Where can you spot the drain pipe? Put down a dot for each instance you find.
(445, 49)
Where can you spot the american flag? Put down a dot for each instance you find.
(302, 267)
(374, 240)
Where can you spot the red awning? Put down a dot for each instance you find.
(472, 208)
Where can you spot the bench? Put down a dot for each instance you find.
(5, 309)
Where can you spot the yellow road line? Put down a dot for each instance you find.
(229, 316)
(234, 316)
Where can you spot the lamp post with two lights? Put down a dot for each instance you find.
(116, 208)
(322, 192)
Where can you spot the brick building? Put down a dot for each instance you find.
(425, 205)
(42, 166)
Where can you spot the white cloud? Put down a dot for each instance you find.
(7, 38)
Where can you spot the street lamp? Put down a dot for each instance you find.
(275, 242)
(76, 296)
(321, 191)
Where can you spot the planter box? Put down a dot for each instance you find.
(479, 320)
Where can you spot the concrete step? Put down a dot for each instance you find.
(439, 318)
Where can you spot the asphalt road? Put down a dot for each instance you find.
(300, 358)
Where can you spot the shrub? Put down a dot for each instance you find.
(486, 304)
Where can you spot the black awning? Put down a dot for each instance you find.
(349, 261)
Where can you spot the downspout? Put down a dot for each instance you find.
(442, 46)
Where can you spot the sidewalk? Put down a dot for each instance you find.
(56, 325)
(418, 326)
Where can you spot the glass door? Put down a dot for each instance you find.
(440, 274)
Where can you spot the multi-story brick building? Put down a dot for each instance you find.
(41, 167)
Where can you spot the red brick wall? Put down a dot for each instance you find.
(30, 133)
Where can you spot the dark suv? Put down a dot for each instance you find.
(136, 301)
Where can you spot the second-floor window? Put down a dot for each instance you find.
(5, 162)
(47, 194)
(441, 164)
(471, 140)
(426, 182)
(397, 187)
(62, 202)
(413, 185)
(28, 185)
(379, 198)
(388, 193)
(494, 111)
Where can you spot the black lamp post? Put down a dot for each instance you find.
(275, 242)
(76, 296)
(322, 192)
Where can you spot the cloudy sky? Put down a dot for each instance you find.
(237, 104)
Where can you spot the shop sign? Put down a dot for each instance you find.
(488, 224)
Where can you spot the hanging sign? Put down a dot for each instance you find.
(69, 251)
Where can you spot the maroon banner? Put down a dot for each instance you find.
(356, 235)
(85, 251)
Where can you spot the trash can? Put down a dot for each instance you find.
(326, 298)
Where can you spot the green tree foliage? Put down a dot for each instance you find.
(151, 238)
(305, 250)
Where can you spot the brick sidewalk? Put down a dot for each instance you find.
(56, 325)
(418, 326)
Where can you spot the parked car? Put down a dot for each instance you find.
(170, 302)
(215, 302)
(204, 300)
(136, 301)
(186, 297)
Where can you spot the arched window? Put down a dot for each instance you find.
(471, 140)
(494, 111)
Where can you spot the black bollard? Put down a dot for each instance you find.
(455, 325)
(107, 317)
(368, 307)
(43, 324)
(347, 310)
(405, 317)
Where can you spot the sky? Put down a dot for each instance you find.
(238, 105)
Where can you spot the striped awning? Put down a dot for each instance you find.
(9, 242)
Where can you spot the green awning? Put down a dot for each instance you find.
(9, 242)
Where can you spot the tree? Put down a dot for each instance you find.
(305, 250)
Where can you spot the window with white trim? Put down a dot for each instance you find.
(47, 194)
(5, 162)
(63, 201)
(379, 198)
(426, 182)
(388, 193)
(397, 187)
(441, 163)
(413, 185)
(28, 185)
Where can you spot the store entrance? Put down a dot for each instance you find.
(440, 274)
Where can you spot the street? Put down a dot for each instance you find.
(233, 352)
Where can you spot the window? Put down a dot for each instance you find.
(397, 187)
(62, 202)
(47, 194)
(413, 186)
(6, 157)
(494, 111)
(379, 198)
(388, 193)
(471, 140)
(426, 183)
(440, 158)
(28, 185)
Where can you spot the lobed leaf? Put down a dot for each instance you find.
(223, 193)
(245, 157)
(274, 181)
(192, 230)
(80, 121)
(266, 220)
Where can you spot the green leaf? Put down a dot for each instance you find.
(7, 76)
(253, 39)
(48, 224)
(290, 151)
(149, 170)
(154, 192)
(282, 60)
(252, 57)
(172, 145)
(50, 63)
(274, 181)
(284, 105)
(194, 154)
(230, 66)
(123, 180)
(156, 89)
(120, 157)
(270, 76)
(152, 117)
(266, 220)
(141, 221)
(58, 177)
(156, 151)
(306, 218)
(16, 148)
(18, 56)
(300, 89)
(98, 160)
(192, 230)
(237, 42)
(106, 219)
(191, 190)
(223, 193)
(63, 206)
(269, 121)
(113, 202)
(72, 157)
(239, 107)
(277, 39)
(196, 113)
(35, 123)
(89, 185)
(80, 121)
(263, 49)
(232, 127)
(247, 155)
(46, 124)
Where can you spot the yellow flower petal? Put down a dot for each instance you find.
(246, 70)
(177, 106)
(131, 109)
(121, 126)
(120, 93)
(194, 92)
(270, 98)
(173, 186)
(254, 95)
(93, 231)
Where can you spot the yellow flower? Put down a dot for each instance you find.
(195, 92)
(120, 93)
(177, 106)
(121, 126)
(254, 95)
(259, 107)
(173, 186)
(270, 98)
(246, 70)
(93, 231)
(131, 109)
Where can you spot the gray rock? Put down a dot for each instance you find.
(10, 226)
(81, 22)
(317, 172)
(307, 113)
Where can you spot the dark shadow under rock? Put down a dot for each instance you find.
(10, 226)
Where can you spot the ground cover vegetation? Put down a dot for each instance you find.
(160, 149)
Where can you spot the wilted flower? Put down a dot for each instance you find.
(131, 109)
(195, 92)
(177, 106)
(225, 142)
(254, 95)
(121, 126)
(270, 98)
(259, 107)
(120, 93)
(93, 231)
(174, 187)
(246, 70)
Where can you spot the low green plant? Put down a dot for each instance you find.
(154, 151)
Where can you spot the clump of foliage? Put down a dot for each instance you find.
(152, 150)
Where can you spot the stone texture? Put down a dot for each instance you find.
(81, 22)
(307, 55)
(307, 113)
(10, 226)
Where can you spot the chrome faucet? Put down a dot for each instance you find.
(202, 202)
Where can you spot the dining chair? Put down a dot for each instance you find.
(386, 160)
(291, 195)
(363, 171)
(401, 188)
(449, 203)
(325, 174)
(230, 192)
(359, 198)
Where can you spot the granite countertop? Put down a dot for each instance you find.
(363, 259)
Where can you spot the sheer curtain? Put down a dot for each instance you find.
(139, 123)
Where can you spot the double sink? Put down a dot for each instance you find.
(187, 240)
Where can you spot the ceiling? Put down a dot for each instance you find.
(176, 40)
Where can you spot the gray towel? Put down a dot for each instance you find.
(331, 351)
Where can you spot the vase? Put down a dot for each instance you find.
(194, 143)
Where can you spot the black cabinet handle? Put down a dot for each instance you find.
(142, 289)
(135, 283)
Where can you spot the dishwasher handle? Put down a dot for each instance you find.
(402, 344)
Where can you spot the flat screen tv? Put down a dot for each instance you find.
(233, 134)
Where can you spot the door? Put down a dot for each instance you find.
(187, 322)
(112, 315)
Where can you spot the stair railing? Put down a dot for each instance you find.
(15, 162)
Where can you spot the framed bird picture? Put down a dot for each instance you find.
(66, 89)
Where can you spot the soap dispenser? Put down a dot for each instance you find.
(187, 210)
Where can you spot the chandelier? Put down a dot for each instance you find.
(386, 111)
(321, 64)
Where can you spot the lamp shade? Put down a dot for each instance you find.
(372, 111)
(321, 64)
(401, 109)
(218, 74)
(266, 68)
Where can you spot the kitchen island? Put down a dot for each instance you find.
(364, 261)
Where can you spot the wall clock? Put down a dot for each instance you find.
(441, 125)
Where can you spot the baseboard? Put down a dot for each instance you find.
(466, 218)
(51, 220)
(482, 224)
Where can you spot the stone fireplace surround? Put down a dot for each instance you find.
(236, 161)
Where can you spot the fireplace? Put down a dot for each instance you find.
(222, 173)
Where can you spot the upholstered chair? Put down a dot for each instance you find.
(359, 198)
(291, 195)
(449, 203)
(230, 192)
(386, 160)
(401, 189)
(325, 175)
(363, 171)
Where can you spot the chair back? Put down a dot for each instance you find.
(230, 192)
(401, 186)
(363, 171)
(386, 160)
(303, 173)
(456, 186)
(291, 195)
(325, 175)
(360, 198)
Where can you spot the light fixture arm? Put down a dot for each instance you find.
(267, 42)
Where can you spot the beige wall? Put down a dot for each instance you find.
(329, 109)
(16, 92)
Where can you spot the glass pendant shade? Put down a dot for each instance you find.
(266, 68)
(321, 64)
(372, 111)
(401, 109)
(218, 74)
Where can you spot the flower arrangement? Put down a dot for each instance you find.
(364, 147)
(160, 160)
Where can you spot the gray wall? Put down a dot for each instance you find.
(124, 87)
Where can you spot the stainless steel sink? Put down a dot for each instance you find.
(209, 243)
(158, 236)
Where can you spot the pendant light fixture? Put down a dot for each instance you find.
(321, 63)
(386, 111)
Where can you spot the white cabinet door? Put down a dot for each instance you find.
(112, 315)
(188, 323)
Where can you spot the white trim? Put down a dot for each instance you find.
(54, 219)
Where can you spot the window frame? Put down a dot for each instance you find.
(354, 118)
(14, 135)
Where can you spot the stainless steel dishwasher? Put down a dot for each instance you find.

WHAT THE TASK ASKS
What needs duplicating is the run of lines from the one containing "Where can you spot the glass pendant" through the last line of the entries above, exact and complete.

WRITTEN ANSWER
Where can you spot the glass pendant shade? Put down a dot for each instance you find.
(266, 68)
(321, 64)
(372, 111)
(401, 109)
(218, 74)
Where can you spot the flower arrangement? Put down a dot for each instance you find.
(364, 147)
(160, 160)
Where can you spot the gray wall? Put down a dot for each instance you find.
(124, 87)
Where can you spot the stainless steel sink? Put down a dot for each instance you find.
(209, 243)
(158, 236)
Where can you spot the pendant light fixture? Put down a dot for each instance you find.
(321, 63)
(386, 111)
Where can you spot the white cabinet door? Put down a dot for each instance you find.
(112, 315)
(188, 323)
Where can you spot the white trim? Put down a dot for each instance you find.
(54, 219)
Where can you spot the window frame? Put down a dot for each instance you find.
(354, 118)
(14, 135)
Where can you spot the stainless steel dishwasher? Put down a dot for each instance you find.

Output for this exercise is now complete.